Copy out, word for word, the lines of the items below starting at the line that contains "of the ceiling" and stopping after the line that contains "point(353, 18)", both included.
— BEGIN Data provided —
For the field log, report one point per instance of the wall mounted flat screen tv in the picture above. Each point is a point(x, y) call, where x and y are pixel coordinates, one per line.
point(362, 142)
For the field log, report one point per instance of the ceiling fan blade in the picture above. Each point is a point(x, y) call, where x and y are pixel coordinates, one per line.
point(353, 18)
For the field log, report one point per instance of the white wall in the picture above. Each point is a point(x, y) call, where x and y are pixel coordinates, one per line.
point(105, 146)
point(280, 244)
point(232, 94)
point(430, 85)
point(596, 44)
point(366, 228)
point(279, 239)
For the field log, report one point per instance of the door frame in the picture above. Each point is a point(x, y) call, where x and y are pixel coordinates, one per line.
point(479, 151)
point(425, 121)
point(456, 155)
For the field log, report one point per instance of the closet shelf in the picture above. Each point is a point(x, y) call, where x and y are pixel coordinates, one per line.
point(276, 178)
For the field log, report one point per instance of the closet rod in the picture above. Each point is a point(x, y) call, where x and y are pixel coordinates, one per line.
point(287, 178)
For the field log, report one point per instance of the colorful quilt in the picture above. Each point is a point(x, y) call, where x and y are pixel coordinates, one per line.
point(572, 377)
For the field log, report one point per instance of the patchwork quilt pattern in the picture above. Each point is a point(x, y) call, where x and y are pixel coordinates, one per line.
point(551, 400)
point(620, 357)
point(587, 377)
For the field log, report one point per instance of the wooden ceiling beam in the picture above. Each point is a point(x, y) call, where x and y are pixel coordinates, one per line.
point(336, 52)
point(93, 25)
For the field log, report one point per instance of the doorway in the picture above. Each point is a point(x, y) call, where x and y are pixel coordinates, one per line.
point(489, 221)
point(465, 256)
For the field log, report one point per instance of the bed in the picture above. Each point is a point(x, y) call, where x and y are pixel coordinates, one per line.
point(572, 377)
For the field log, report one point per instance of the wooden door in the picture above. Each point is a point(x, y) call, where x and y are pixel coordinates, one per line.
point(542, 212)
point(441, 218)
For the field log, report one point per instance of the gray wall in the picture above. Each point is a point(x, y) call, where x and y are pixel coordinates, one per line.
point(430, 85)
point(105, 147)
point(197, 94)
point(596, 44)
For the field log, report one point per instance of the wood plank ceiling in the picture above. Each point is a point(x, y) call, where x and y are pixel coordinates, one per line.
— END Data provided —
Output of the exercise
For the field log, report one point per instance of the ceiling fan blade in the picture above. Each point is a point(x, y) call, where x and y are pixel coordinates, one per line.
point(353, 18)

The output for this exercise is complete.